_THE RECORDS_.
○ ○ ○ ○

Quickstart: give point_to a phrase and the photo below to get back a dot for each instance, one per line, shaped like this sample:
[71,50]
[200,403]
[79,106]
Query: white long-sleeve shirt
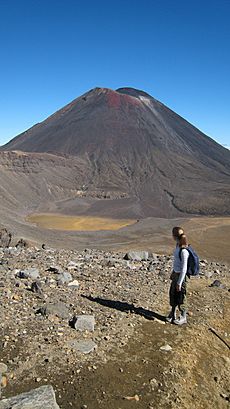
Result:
[180,265]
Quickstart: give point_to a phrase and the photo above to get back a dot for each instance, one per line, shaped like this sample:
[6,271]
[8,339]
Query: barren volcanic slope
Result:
[121,145]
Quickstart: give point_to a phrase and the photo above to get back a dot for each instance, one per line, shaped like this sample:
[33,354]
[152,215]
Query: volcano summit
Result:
[121,154]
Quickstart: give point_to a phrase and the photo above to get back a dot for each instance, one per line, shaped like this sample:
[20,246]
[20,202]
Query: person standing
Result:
[177,292]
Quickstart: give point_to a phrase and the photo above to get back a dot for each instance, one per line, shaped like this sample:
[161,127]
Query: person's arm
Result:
[184,264]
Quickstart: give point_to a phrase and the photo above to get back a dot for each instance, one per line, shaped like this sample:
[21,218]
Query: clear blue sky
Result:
[52,51]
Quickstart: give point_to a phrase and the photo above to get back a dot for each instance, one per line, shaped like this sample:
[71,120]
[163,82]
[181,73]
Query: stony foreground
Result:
[92,325]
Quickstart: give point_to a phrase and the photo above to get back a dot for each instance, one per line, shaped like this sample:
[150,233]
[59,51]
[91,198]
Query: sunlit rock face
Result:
[127,152]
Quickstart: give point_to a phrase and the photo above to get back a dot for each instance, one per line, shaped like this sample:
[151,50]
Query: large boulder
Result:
[40,398]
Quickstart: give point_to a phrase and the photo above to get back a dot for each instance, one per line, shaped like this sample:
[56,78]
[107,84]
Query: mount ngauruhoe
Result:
[115,153]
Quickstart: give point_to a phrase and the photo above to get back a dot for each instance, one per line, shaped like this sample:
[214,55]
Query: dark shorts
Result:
[177,298]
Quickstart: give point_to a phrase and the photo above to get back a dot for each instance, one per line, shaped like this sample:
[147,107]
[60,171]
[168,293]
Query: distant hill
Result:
[123,153]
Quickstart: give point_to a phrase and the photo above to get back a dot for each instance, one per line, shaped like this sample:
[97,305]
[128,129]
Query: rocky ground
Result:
[92,325]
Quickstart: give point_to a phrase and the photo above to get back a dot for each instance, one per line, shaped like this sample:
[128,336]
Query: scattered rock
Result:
[137,255]
[84,346]
[83,322]
[3,368]
[217,283]
[32,273]
[166,348]
[73,284]
[58,309]
[39,398]
[64,278]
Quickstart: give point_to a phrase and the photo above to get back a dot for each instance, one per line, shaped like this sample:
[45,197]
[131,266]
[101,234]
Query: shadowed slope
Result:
[133,152]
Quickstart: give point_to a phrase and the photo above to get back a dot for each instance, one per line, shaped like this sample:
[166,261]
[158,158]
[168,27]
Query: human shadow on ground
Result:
[126,307]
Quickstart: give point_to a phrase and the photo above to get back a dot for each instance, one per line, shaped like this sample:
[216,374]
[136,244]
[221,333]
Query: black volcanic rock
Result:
[130,147]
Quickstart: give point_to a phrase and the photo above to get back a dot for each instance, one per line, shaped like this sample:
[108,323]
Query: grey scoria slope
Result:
[122,145]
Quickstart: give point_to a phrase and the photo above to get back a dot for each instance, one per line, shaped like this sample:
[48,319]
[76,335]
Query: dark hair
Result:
[177,232]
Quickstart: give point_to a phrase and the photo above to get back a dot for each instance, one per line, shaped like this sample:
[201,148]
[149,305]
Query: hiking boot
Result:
[181,320]
[171,317]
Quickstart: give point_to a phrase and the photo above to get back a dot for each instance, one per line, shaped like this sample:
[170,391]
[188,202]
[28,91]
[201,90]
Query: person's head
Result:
[177,232]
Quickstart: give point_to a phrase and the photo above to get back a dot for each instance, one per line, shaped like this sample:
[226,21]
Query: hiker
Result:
[177,292]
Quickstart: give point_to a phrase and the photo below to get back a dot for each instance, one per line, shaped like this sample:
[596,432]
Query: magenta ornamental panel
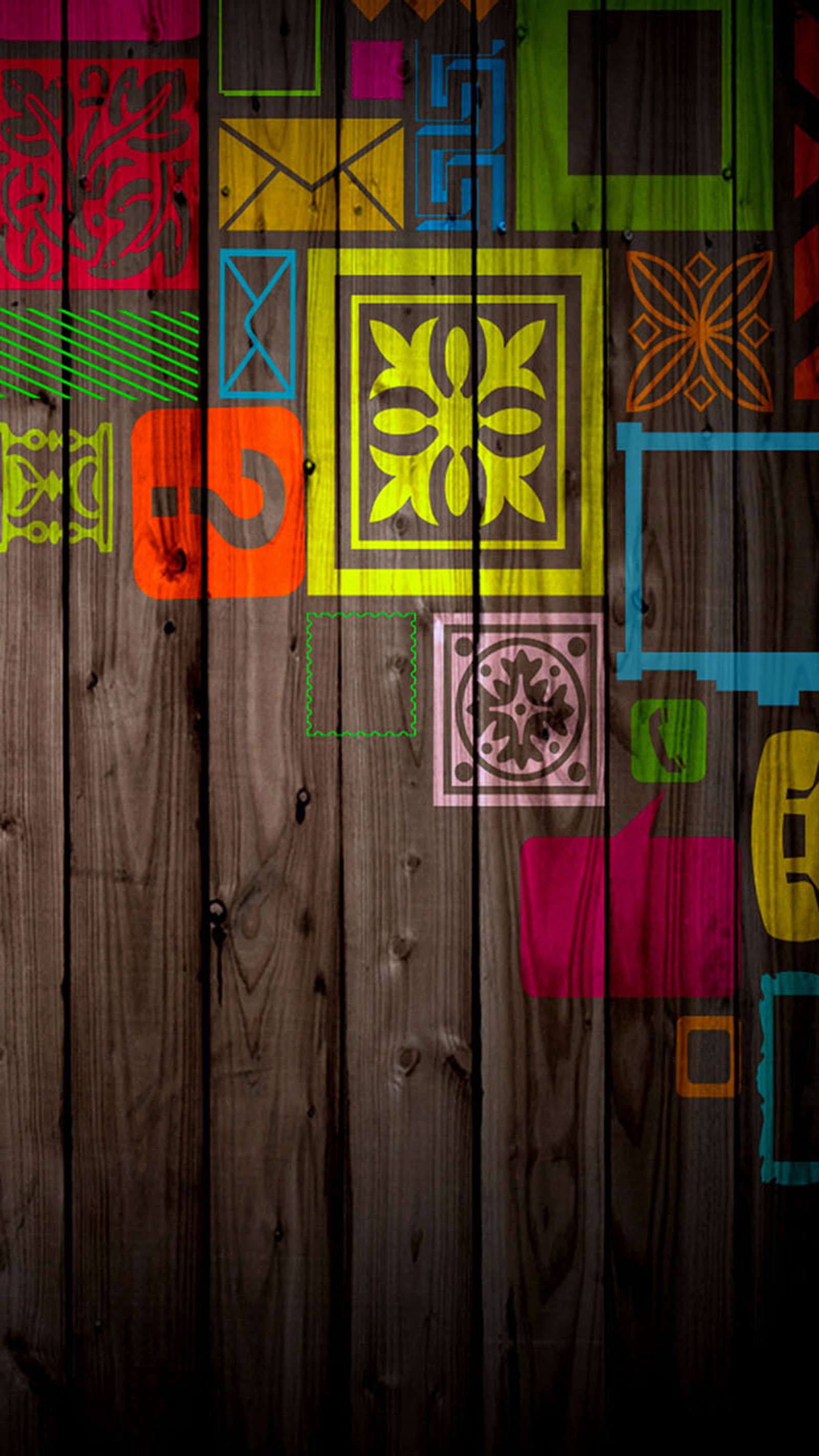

○ ○ ○ ○

_INSTRUCTIONS TO FOLLOW_.
Select every line of the material above that contains the word "slope", and copy each one out.

_FULL RESPONSE_.
Query: barren volcanic slope
Query: shadowed slope
Query: grey scoria slope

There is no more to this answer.